Because the copy must hold no pictures, return the data below with all of its words intact.

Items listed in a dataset
============================================================

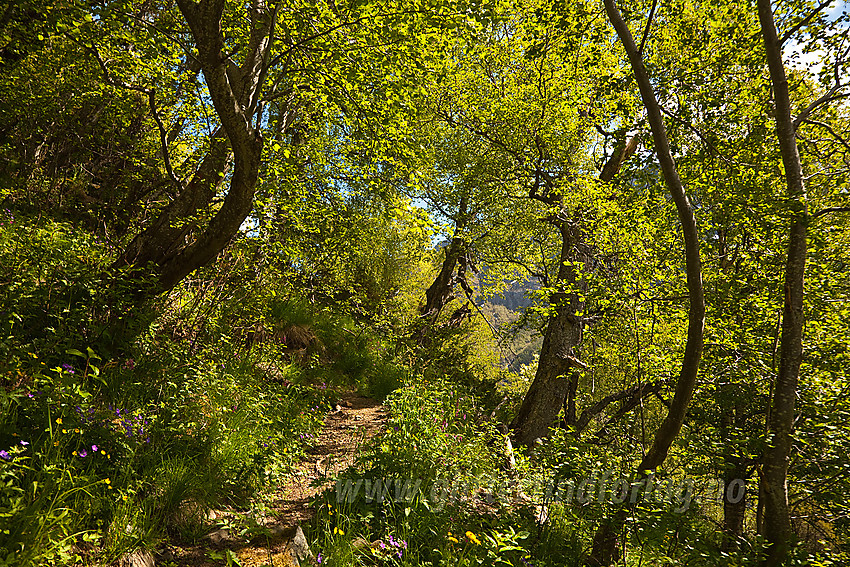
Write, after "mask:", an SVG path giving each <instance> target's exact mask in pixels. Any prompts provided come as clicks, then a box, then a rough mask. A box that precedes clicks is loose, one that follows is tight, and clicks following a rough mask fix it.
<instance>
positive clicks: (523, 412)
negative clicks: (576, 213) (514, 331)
mask: <svg viewBox="0 0 850 567" xmlns="http://www.w3.org/2000/svg"><path fill="white" fill-rule="evenodd" d="M558 228H559V231H560V233H561V253H560V255H559V258H558V260H559V268H558V280H557V285H560V286H562V287H564V288H572V287H573V286H575V285H577V284H578V283H579V282H578V281H577V280H578V278H577V274H576V269H575V268H574V267H573V263H572V261H574V260H577V258H575V257H574V256H575V255H574V253H573V250H574V248H575V244H576V242H577V241H578V239H579V238H580V235H578V234H574V233H573V232H574V231H572V230H570V227H569V224H568V221H563V220H562V221H559V226H558ZM550 303H551V304H552V306H553V308H554V309H555V314H554V315H552V316H551V317H550V318H549V323H548V325H547V326H546V332H545V334H544V335H543V348H542V349H541V350H540V359H539V361H538V363H537V373H536V374H535V375H534V381H533V382H532V383H531V387H530V388H529V389H528V393H527V394H526V395H525V398H523V401H522V405H521V406H520V409H519V412H518V413H517V415H516V417H515V418H514V421H513V423H511V429H513V430H514V438H515V439H516V442H517V443H519V444H521V445H530V444H531V443H533V442H534V440H535V439H537V438H539V437H546V436H548V435H549V428H550V427H551V426H552V424H553V423H554V422H555V420H556V419H557V417H558V413H559V412H560V411H561V407H562V406H563V405H564V400H565V399H566V398H567V396H568V394H569V392H570V384H571V381H572V377H570V378H566V377H565V375H566V374H568V373H569V372H570V368H572V367H577V368H578V367H582V366H583V364H582V363H581V362H580V361H579V360H578V359H577V358H576V356H575V354H576V353H575V351H574V349H575V348H576V347H578V346H579V344H580V343H581V334H582V328H581V325H582V323H581V321H580V320H579V319H578V318H577V317H576V315H575V314H576V313H577V312H578V310H579V309H580V308H581V304H582V302H581V301H580V299H579V297H578V295H577V294H576V293H575V292H573V291H568V292H563V291H562V292H558V293H555V294H553V295H552V297H551V298H550Z"/></svg>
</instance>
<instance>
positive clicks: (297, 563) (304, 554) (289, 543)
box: [289, 526, 313, 565]
mask: <svg viewBox="0 0 850 567" xmlns="http://www.w3.org/2000/svg"><path fill="white" fill-rule="evenodd" d="M289 554H290V556H291V557H292V559H294V560H295V564H296V565H300V564H301V562H302V561H311V560H312V559H313V552H312V551H310V546H309V545H307V538H306V537H304V531H303V530H302V529H301V526H296V527H295V536H294V537H293V538H292V541H291V542H289Z"/></svg>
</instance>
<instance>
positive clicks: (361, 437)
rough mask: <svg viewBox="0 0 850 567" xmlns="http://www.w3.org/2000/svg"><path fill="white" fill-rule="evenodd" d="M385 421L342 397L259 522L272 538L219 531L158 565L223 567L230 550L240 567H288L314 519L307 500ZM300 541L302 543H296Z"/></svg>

============================================================

Answer below:
Write, after "mask:", an SVG path giving each <instance> target's exact mask in pixels. Any prompts provided come as clicks, then a box, then a rough mask. A box that precedes clicks is loose, one that follows is tight, and clicks following a rough mask fix it.
<instance>
positive clicks: (523, 412)
negative clicks: (576, 213) (514, 331)
mask: <svg viewBox="0 0 850 567" xmlns="http://www.w3.org/2000/svg"><path fill="white" fill-rule="evenodd" d="M558 228H559V231H560V233H561V253H560V255H559V258H558V260H559V268H558V280H557V285H560V286H562V287H564V288H572V287H573V286H575V285H577V284H578V283H579V282H578V281H577V280H578V278H577V274H576V269H575V268H574V267H573V263H572V261H574V260H577V258H575V257H574V256H575V255H574V253H573V250H574V248H575V244H576V242H577V241H578V239H579V238H580V235H578V234H574V233H573V232H574V231H572V230H570V227H569V224H568V221H563V220H562V221H559V226H558ZM550 303H551V304H552V306H553V308H554V309H555V314H554V315H552V316H551V317H550V318H549V323H548V325H547V326H546V332H545V334H544V335H543V348H542V349H541V350H540V359H539V361H538V363H537V373H536V374H535V375H534V381H533V382H532V383H531V387H530V388H529V389H528V393H527V394H526V395H525V398H523V401H522V405H521V406H520V409H519V412H518V413H517V415H516V417H515V418H514V421H513V423H511V429H513V430H514V438H515V439H516V442H517V443H519V444H521V445H530V444H531V443H533V442H534V440H535V439H537V438H539V437H546V436H548V435H549V428H550V427H551V426H552V424H553V423H554V422H555V420H556V419H557V417H558V413H559V412H560V411H561V407H562V406H563V405H564V400H565V399H566V398H567V396H568V394H569V392H570V384H571V381H572V377H570V378H566V377H565V375H566V374H568V373H569V372H570V368H572V367H577V368H578V367H582V366H583V364H582V363H581V362H580V361H579V360H578V359H577V358H576V356H575V354H576V353H575V351H574V349H575V348H576V347H578V346H579V344H580V343H581V334H582V328H581V325H582V323H581V321H580V320H579V319H578V318H577V317H576V315H575V314H576V313H577V312H578V310H579V309H580V308H581V304H582V302H581V301H580V299H579V297H578V295H577V294H576V293H575V292H573V291H568V292H563V291H562V292H558V293H555V294H553V295H552V297H551V298H550Z"/></svg>
</instance>
<instance>
positive clicks: (297, 563) (304, 554) (289, 543)
box: [289, 526, 313, 565]
mask: <svg viewBox="0 0 850 567" xmlns="http://www.w3.org/2000/svg"><path fill="white" fill-rule="evenodd" d="M289 554H290V556H291V557H292V559H294V560H295V564H296V565H300V564H301V562H302V561H311V560H312V559H313V552H312V551H310V546H309V545H307V538H306V537H304V531H303V530H302V529H301V526H296V527H295V536H294V537H293V538H292V541H291V542H289Z"/></svg>
</instance>
<instance>
positive clicks: (361, 437)
rough mask: <svg viewBox="0 0 850 567" xmlns="http://www.w3.org/2000/svg"><path fill="white" fill-rule="evenodd" d="M385 421L342 397L259 522L272 538L219 531L158 565L223 567L230 550L240 567H288L314 519L307 500ZM300 541L302 543H296Z"/></svg>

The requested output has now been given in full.